== Provided information ==
* * * *

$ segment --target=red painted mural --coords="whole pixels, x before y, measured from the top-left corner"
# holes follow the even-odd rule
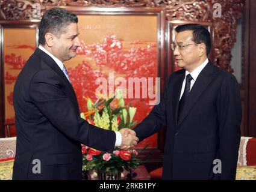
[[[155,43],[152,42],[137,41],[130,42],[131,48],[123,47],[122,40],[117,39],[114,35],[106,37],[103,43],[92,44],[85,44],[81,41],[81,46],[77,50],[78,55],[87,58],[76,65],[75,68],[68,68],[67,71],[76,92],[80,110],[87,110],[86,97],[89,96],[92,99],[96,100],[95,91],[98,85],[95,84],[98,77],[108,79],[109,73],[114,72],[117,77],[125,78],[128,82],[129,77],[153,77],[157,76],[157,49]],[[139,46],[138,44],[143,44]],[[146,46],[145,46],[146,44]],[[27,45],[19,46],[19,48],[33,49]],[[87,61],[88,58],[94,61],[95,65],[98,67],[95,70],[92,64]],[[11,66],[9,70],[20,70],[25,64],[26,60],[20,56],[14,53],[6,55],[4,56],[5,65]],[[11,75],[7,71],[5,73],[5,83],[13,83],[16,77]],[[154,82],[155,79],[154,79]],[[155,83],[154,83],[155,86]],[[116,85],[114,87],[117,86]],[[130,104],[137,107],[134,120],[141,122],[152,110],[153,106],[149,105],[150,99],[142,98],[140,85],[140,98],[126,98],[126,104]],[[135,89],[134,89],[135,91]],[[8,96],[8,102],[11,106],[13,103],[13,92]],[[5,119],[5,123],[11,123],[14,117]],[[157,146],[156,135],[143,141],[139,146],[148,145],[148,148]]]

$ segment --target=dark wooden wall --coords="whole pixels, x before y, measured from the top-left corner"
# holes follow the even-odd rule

* * * *

== Given request ==
Return every line of the data above verbatim, omitting the pictures.

== Solution ==
$ segment --target=red painted mural --coords="whole pixels, x before y, measured from the top-left corner"
# holes follow the even-odd rule
[[[155,43],[152,42],[137,41],[130,42],[131,48],[123,47],[122,40],[117,39],[114,35],[106,37],[103,43],[92,44],[85,44],[81,41],[81,46],[77,50],[78,55],[87,58],[76,65],[75,68],[68,68],[67,71],[76,92],[80,110],[87,110],[86,97],[89,96],[92,99],[96,100],[95,91],[98,85],[95,84],[98,77],[108,79],[109,73],[114,72],[117,77],[125,78],[128,82],[129,77],[153,77],[157,76],[157,49]],[[139,46],[138,44],[143,44]],[[146,46],[145,46],[146,44]],[[27,45],[19,46],[19,48],[33,49]],[[87,61],[88,58],[94,61],[95,65],[98,67],[95,70],[92,64]],[[11,66],[9,70],[20,70],[25,64],[26,60],[20,56],[14,53],[6,55],[4,56],[5,65]],[[11,75],[7,71],[5,73],[5,83],[13,83],[16,77]],[[154,82],[155,79],[154,79]],[[155,83],[154,83],[155,86]],[[116,85],[114,87],[117,86]],[[130,104],[137,107],[134,120],[141,122],[152,110],[153,106],[149,105],[150,99],[142,98],[140,85],[140,98],[126,98],[126,104]],[[135,89],[134,89],[135,91]],[[8,96],[8,102],[11,106],[13,103],[13,92]],[[5,119],[5,123],[11,123],[14,117]],[[157,146],[156,135],[143,141],[139,146],[148,145],[148,148]]]

$ segment --target=dark wooden wall --coords="whole pixels, x before y, measured from the top-left corner"
# holes follow the even-odd rule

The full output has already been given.